The provision allowing DPS to offset employer contributions to the extent of debt service continues “until the DPS Division’s ratio of unfunded actuarial accrued liabilities to payroll equals the School Division’s” as stated at the top of page 62 of the PERA CAFR for 2008. The funded status of the new DPS Division will undoubtedly drop as assets are liquidated to pay benefits, but PERA cannot take steps to inappropriately lower the funded status of the DPS Division because that would violate its fiduciary responsibility. Therefore it is in PERA’s interest to raise the funded status of the School Division as quickly as possible to meet the naturally declining funded status of the DPS Division, thereby ending the DPS offset to the employer contributions. The longer it takes to equalize the divisions, the more cash PERA loses to the DPS offset.

One of the quickest ways to raise the funded status is to eliminate or greatly reduce the 3.5% annual increase of the PERA retirees. Using rough numbers extrapolated from the benefit payments information on page 27 of PERA’s CAFR, eliminating the annual increase for 2010, which can happen since the Consumer Price Index is expected to be zero, will save the payment of $50-$60 million or thereabouts from the School Division and around $100 million overall for PERA. Saving the payment of tens of millions of dollars per year by reducing the annual adjustments will raise the funded status and hasten the day when the DPS offset must end. This is a major factor behind the PERA legislative proposal in my opinion because it connects all of the dots!

PERA has apparently seized upon the opportunity presented by the economic downturn to use that as a plausible excuse to make big changes, despite Executive Director Meredith Williams’ statement in the Retiree Report of November, 2008, “...we don’t want to overreact to short-term economic turmoil. Our goal is to keep a steady hand in rough waters so that we can protect our promise to you.” See http://www.copera.org/pdf/Newsletters/RetireeReport/RR11-08.pdf. That statement was made, however, before the law was passed requiring PERA to acquire DPSRS.

It is true that the markets declined badly in 2008. But the markets have also recovered substantially in 2009. Jennifer Paquette, PERA’s Chief Investment Officer, reported at the Board of Trustees meeting on November 20, 2009, that PERA’s investments were up about 20% for the year and investments in emerging markets were up a whopping 75% for the year. Couple this information with the table mentioned earlier showing that PERA’s funded status is manageable or nearly so based on provisions currently provided in the law and one can only conclude that a crisis situation does not exist.

▸ EXTRACTED RECORDS

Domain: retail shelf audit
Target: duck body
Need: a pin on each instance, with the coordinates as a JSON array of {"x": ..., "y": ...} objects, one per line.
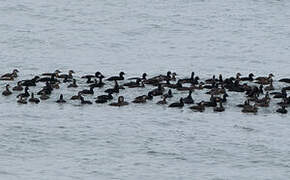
[
  {"x": 199, "y": 107},
  {"x": 117, "y": 78},
  {"x": 179, "y": 104},
  {"x": 120, "y": 102},
  {"x": 282, "y": 110},
  {"x": 18, "y": 87},
  {"x": 34, "y": 99},
  {"x": 7, "y": 92},
  {"x": 188, "y": 99}
]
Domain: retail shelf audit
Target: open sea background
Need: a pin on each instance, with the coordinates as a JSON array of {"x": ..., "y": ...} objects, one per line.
[{"x": 50, "y": 141}]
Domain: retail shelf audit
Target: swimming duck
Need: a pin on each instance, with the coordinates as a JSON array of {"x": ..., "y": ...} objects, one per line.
[
  {"x": 179, "y": 104},
  {"x": 284, "y": 102},
  {"x": 283, "y": 94},
  {"x": 25, "y": 94},
  {"x": 199, "y": 107},
  {"x": 117, "y": 78},
  {"x": 220, "y": 108},
  {"x": 282, "y": 110},
  {"x": 73, "y": 85},
  {"x": 34, "y": 99},
  {"x": 286, "y": 80},
  {"x": 264, "y": 80},
  {"x": 188, "y": 99},
  {"x": 85, "y": 101},
  {"x": 67, "y": 76},
  {"x": 144, "y": 75},
  {"x": 120, "y": 102},
  {"x": 140, "y": 99},
  {"x": 246, "y": 103},
  {"x": 104, "y": 98},
  {"x": 163, "y": 101},
  {"x": 86, "y": 91},
  {"x": 18, "y": 87},
  {"x": 55, "y": 73},
  {"x": 270, "y": 87},
  {"x": 163, "y": 77},
  {"x": 76, "y": 97},
  {"x": 61, "y": 100},
  {"x": 11, "y": 75},
  {"x": 250, "y": 109},
  {"x": 188, "y": 80},
  {"x": 51, "y": 79},
  {"x": 223, "y": 99},
  {"x": 249, "y": 78},
  {"x": 211, "y": 103},
  {"x": 31, "y": 82},
  {"x": 7, "y": 92},
  {"x": 22, "y": 100},
  {"x": 168, "y": 94},
  {"x": 212, "y": 80},
  {"x": 158, "y": 91},
  {"x": 44, "y": 96},
  {"x": 137, "y": 83}
]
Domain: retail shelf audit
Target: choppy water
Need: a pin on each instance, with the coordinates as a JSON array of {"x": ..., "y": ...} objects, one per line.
[{"x": 48, "y": 141}]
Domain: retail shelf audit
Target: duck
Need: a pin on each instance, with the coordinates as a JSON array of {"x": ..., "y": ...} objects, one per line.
[
  {"x": 223, "y": 99},
  {"x": 158, "y": 91},
  {"x": 188, "y": 99},
  {"x": 44, "y": 96},
  {"x": 188, "y": 80},
  {"x": 88, "y": 91},
  {"x": 25, "y": 94},
  {"x": 34, "y": 99},
  {"x": 85, "y": 101},
  {"x": 76, "y": 97},
  {"x": 199, "y": 107},
  {"x": 11, "y": 75},
  {"x": 137, "y": 83},
  {"x": 264, "y": 80},
  {"x": 270, "y": 87},
  {"x": 168, "y": 94},
  {"x": 278, "y": 95},
  {"x": 73, "y": 84},
  {"x": 179, "y": 104},
  {"x": 246, "y": 103},
  {"x": 117, "y": 78},
  {"x": 284, "y": 102},
  {"x": 31, "y": 82},
  {"x": 250, "y": 109},
  {"x": 211, "y": 103},
  {"x": 51, "y": 79},
  {"x": 18, "y": 87},
  {"x": 220, "y": 108},
  {"x": 61, "y": 100},
  {"x": 163, "y": 77},
  {"x": 22, "y": 100},
  {"x": 286, "y": 80},
  {"x": 212, "y": 80},
  {"x": 121, "y": 102},
  {"x": 249, "y": 78},
  {"x": 144, "y": 77},
  {"x": 7, "y": 92},
  {"x": 56, "y": 73},
  {"x": 163, "y": 101},
  {"x": 67, "y": 76},
  {"x": 66, "y": 80},
  {"x": 140, "y": 99},
  {"x": 282, "y": 110}
]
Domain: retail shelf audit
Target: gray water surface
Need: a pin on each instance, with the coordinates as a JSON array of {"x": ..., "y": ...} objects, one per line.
[{"x": 50, "y": 141}]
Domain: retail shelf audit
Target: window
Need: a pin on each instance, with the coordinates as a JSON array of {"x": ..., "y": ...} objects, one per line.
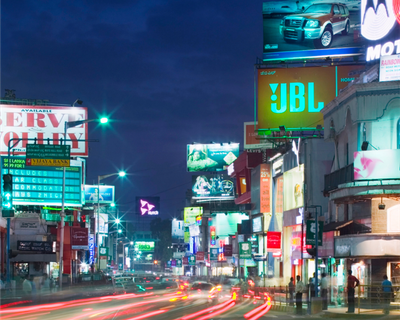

▸ YOUR INSTRUCTIONS
Decide whether each statement below agrees with the PERA passage. Answer yes or no for each, and quote the passage's deciding words.
1. The DPS offset to employer contributions lasts until the DPS Division's ratio of unfunded actuarial accrued liabilities to payroll matches the School Division's.
2. Eliminating the 2010 annual increase would save around $200 million overall for PERA.
3. PERA's investments in emerging markets were reported to be up about 20% for the year.

▸ EXPECTED ANSWER
1. Yes: "until the DPS Division’s ratio of unfunded actuarial accrued liabilities to payroll equals the School Division’s"
2. No: "around $100 million overall for PERA"
3. No: "investments in emerging markets were up a whopping 75% for the year"